List of tasks »
(a) Answer the following from the DeepHalo page:
(i) What architecture does the Element Prediction Model use?
(ii) What mass range does it cover?
(iii) What model handles the Intensity Dimension of isotope pattern validation?
(b) Substitute "Broad mass range coverage" for "Wide mass range coverage" in the DeepHalo page between "1. Halogen Prediction" and "coverage (50-2000 Da)", inclusive, and write out that passage with the change.

Page excerpt »

Skip to main content

DeepHalo: A deep learning-integrated workflow for high-throughput discovery of halogenated metabolites from HRMS data.

Project description

DeepHalo

A deep learning-integrated workflow for high-throughput discovery of halogenated metabolites from HRMS data.

Core Features

1. Halogen Prediction

  • Element Prediction Model (EPM)
    • Dual-branch Isotope Neural Network (IsoNN) architecture
    • High accuracy Cl/Br detection (>99.9% precision based on benchmark results)
    • Wide mass range coverage (50-2000 Da)
    • Robust interference resistance to B/Se/Fe/dehydro isomers

2. Isotope Pattern Validation

  • Dual Validation System
    • Mass Dimension: Statistical rule-based correction.
    • Intensity Dimension: Autoencoder-based Anomaly Detection Model (ADM).

3. Multi-Level Halogen Confidence Scoring (H-score)

Given information »
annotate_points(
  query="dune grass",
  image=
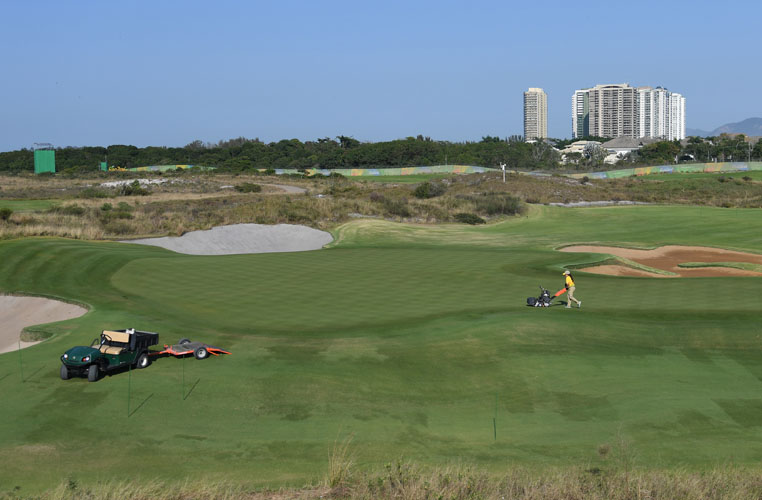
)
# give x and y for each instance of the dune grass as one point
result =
(414, 340)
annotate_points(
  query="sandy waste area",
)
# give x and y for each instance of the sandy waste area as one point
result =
(16, 313)
(667, 258)
(243, 238)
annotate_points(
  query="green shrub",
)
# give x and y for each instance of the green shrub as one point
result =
(248, 187)
(467, 218)
(93, 193)
(118, 227)
(134, 189)
(69, 210)
(108, 217)
(497, 204)
(377, 197)
(397, 207)
(429, 190)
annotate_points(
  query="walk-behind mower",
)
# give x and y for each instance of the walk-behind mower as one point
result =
(544, 299)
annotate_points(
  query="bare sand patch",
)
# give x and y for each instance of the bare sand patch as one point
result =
(668, 258)
(242, 239)
(16, 313)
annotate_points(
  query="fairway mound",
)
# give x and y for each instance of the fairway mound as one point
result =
(243, 238)
(16, 313)
(675, 259)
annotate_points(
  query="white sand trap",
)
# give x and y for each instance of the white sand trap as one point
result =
(19, 312)
(243, 238)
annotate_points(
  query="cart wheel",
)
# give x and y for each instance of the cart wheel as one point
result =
(143, 361)
(92, 373)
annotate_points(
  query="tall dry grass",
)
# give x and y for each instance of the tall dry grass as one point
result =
(408, 481)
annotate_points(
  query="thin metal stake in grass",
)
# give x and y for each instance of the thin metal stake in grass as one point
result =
(494, 419)
(129, 388)
(21, 363)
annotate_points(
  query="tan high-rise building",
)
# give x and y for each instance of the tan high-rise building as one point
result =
(535, 114)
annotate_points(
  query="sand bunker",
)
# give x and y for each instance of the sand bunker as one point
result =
(243, 238)
(667, 258)
(16, 313)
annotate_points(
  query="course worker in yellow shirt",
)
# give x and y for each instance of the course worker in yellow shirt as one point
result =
(570, 290)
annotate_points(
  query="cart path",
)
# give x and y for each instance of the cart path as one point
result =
(668, 258)
(16, 313)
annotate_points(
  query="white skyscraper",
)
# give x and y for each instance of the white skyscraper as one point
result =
(661, 114)
(618, 110)
(535, 114)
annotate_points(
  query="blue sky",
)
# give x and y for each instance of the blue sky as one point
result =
(169, 72)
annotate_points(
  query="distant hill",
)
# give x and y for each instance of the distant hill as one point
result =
(749, 127)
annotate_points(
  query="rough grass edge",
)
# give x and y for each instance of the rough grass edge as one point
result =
(411, 481)
(36, 333)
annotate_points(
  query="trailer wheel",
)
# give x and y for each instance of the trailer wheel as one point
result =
(143, 361)
(93, 373)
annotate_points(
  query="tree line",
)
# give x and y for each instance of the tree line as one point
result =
(346, 152)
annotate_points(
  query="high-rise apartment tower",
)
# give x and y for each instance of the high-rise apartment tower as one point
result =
(535, 114)
(619, 110)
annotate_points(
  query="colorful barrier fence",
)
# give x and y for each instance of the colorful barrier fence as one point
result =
(669, 169)
(161, 168)
(471, 169)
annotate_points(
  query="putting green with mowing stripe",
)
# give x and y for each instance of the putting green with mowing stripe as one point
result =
(414, 340)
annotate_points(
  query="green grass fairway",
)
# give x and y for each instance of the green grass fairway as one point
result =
(415, 340)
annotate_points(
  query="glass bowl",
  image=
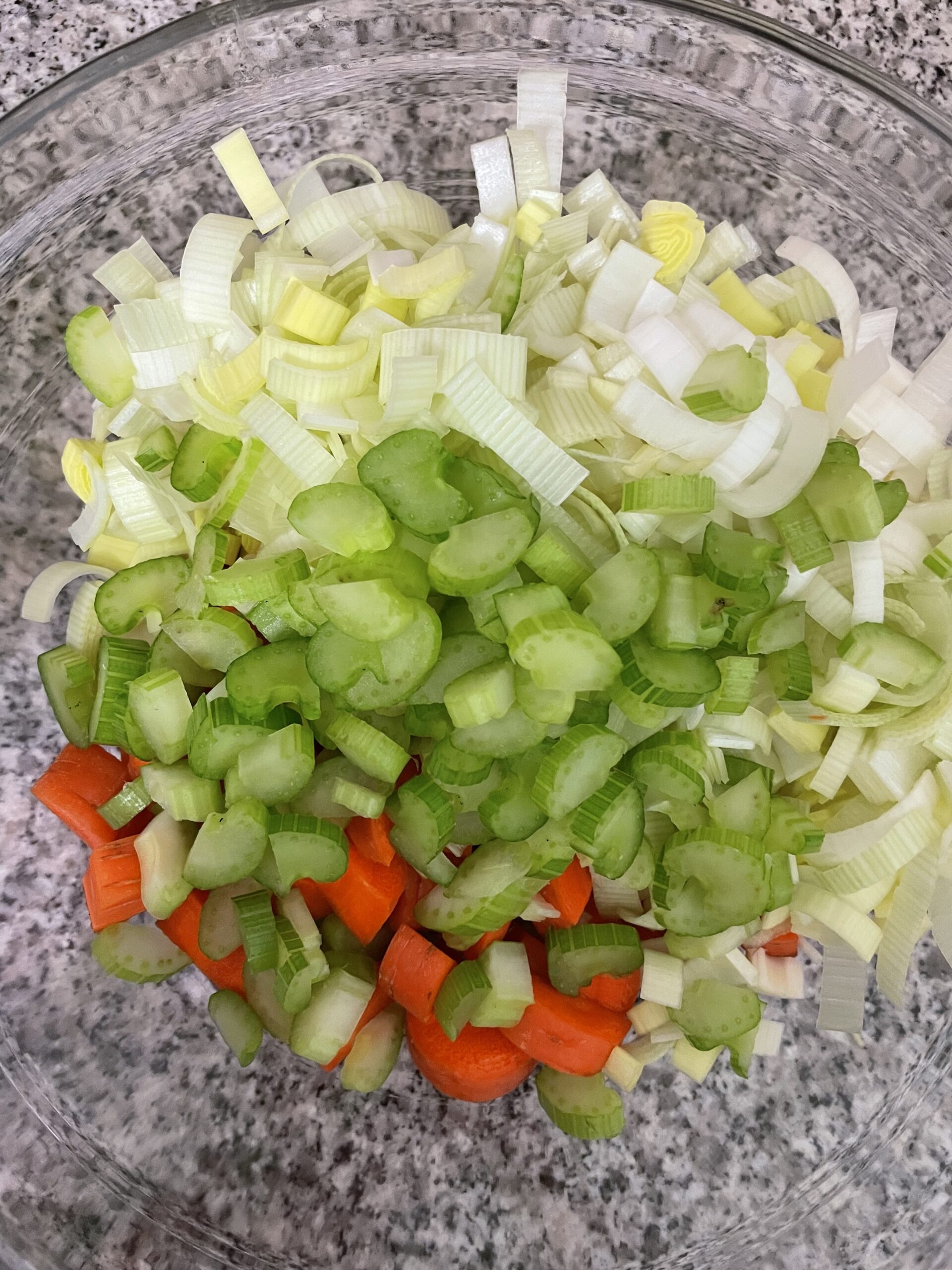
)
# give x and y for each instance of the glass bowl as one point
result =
(130, 1136)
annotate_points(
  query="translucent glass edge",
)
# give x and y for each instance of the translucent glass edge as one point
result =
(230, 13)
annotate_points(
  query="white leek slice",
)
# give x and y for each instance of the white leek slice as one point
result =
(778, 976)
(904, 925)
(796, 463)
(132, 272)
(770, 1035)
(300, 452)
(715, 329)
(540, 105)
(305, 187)
(662, 980)
(552, 515)
(878, 324)
(941, 916)
(834, 915)
(145, 513)
(42, 593)
(83, 628)
(749, 447)
(829, 776)
(342, 247)
(480, 411)
(834, 280)
(672, 357)
(842, 988)
(935, 375)
(207, 266)
(413, 381)
(94, 516)
(494, 178)
(380, 206)
(616, 289)
(647, 414)
(597, 196)
(321, 388)
(846, 844)
(725, 247)
(884, 859)
(530, 163)
(500, 357)
(252, 183)
(869, 581)
(892, 420)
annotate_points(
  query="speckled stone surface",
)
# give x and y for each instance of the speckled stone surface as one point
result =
(289, 1169)
(42, 40)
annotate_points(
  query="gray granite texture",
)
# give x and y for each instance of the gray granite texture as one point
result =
(42, 40)
(277, 1166)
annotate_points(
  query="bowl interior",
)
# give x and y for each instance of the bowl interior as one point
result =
(277, 1166)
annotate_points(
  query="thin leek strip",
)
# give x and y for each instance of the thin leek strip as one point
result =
(834, 280)
(941, 916)
(94, 517)
(207, 266)
(495, 183)
(252, 183)
(83, 628)
(151, 325)
(904, 925)
(841, 846)
(481, 412)
(885, 858)
(837, 916)
(842, 988)
(540, 105)
(42, 593)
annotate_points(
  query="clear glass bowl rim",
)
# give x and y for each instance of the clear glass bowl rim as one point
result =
(32, 112)
(36, 110)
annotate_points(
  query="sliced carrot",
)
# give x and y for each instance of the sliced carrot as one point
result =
(414, 971)
(316, 901)
(114, 885)
(74, 812)
(134, 766)
(569, 893)
(372, 838)
(367, 893)
(414, 889)
(615, 994)
(379, 1001)
(783, 945)
(568, 1034)
(536, 952)
(94, 774)
(182, 929)
(479, 1066)
(484, 942)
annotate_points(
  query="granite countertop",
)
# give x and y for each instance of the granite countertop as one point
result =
(41, 41)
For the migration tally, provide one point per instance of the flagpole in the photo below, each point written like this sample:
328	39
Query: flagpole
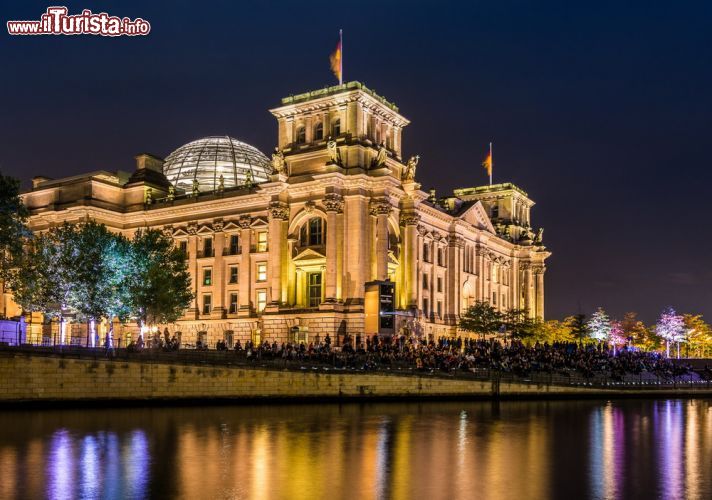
491	163
341	59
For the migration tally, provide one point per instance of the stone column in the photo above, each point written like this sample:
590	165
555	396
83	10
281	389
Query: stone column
292	273
334	205
381	209
278	217
410	221
193	269
218	271
528	295
245	266
539	284
357	245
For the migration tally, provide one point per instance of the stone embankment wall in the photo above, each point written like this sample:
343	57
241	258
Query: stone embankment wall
25	378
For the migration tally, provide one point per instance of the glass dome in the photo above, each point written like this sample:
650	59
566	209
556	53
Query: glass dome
205	160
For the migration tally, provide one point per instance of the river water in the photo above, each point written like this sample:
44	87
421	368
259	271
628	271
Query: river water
518	450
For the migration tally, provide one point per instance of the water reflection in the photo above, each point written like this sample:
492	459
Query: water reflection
647	449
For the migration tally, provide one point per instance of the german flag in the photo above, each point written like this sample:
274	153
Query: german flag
336	60
488	163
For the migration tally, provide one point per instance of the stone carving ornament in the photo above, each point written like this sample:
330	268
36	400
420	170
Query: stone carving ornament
410	167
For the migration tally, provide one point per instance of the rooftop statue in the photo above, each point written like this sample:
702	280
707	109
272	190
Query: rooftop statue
279	166
380	159
410	167
333	152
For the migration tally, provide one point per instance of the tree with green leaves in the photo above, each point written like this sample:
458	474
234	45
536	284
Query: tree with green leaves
101	269
159	287
518	324
481	318
599	325
577	325
42	273
671	328
13	218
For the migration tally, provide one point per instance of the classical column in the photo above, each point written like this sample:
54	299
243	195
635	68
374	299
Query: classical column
539	284
291	272
381	209
218	271
410	221
193	269
357	247
245	265
455	245
528	298
278	217
334	205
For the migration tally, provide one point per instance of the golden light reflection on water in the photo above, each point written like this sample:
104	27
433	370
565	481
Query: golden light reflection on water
452	450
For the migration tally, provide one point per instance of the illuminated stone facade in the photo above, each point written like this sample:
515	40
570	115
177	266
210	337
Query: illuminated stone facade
341	207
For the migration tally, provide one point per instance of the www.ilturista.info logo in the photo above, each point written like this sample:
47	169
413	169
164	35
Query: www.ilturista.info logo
56	21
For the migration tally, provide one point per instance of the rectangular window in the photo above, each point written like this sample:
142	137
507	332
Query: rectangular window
262	241
316	231
234	274
261	271
208	247
261	300
314	286
234	244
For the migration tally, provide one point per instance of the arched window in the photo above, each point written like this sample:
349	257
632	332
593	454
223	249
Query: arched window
336	128
319	131
301	135
313	232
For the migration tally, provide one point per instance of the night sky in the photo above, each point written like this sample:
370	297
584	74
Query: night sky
601	112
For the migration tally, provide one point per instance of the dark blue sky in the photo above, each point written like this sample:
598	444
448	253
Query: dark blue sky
601	111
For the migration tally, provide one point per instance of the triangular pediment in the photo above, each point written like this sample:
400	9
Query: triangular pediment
477	216
259	222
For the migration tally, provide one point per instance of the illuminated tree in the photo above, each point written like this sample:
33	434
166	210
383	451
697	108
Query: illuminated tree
100	272
13	215
698	335
577	324
42	274
599	326
553	331
671	328
617	335
159	287
518	324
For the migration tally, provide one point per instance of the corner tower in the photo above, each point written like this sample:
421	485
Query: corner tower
345	128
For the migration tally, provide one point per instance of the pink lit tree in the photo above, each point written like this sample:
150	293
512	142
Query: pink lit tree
617	335
599	326
671	328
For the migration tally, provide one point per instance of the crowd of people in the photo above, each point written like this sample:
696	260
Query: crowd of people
448	355
451	355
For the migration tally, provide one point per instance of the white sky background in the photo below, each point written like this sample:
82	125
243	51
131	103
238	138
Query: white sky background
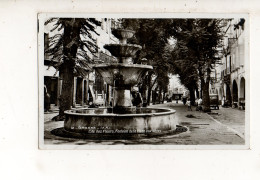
19	154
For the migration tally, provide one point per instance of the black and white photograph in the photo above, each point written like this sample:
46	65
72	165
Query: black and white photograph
132	90
160	81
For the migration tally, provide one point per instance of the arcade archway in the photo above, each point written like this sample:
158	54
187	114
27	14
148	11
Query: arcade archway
242	94
235	92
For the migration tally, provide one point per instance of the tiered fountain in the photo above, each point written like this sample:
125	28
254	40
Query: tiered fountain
123	117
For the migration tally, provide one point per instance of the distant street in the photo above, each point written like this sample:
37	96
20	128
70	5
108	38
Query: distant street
226	127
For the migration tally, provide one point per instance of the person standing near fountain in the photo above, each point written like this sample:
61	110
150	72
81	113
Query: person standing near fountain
137	99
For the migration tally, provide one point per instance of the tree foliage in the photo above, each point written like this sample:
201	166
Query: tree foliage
152	35
197	50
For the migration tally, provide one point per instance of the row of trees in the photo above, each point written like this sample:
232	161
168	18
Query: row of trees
197	49
192	56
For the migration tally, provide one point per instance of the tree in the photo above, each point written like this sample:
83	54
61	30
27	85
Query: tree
198	49
70	48
152	35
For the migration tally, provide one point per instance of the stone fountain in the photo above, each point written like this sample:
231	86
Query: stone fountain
123	117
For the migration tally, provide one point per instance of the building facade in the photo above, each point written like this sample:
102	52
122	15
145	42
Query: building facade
88	88
229	77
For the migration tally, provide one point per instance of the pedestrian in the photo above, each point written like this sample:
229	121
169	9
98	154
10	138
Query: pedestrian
47	100
223	101
200	104
184	99
137	99
189	105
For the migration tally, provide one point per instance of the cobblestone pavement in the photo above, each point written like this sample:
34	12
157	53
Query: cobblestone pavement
203	129
233	118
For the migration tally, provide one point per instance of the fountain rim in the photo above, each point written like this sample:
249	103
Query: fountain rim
122	45
116	65
169	111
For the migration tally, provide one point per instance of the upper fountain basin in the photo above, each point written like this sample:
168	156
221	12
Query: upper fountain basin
122	74
122	50
123	33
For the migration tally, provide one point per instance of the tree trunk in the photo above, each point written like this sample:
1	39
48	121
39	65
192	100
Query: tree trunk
66	72
205	96
192	95
70	47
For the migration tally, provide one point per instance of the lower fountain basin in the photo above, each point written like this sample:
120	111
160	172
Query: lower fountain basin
104	121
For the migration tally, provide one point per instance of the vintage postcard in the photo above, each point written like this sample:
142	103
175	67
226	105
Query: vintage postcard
143	81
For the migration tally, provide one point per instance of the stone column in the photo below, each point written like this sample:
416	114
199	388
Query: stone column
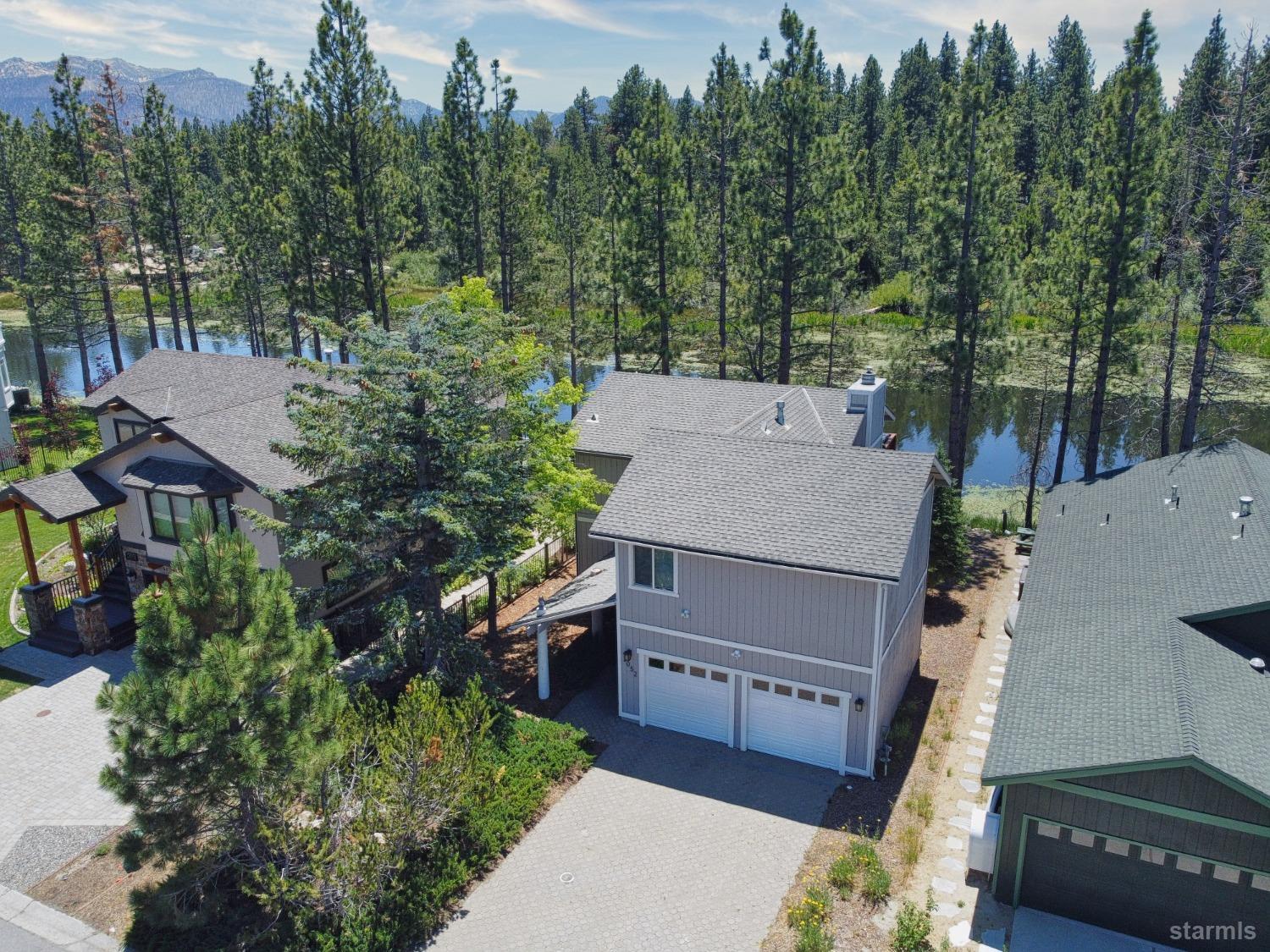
38	602
91	624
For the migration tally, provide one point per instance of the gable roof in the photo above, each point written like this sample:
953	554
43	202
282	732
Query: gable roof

Answers for this exercise »
(a)
(i) A Dual-branch Isotope Neural Network (IsoNN) architecture.
(ii) 50-2000 Da.
(iii) An Autoencoder-based Anomaly Detection Model (ADM).

(b)
1. Halogen Prediction

  • Element Prediction Model (EPM)
    • Dual-branch Isotope Neural Network (IsoNN) architecture
    • High accuracy Cl/Br detection (>99.9% precision based on benchmark results)
    • Broad mass range coverage (50-2000 Da)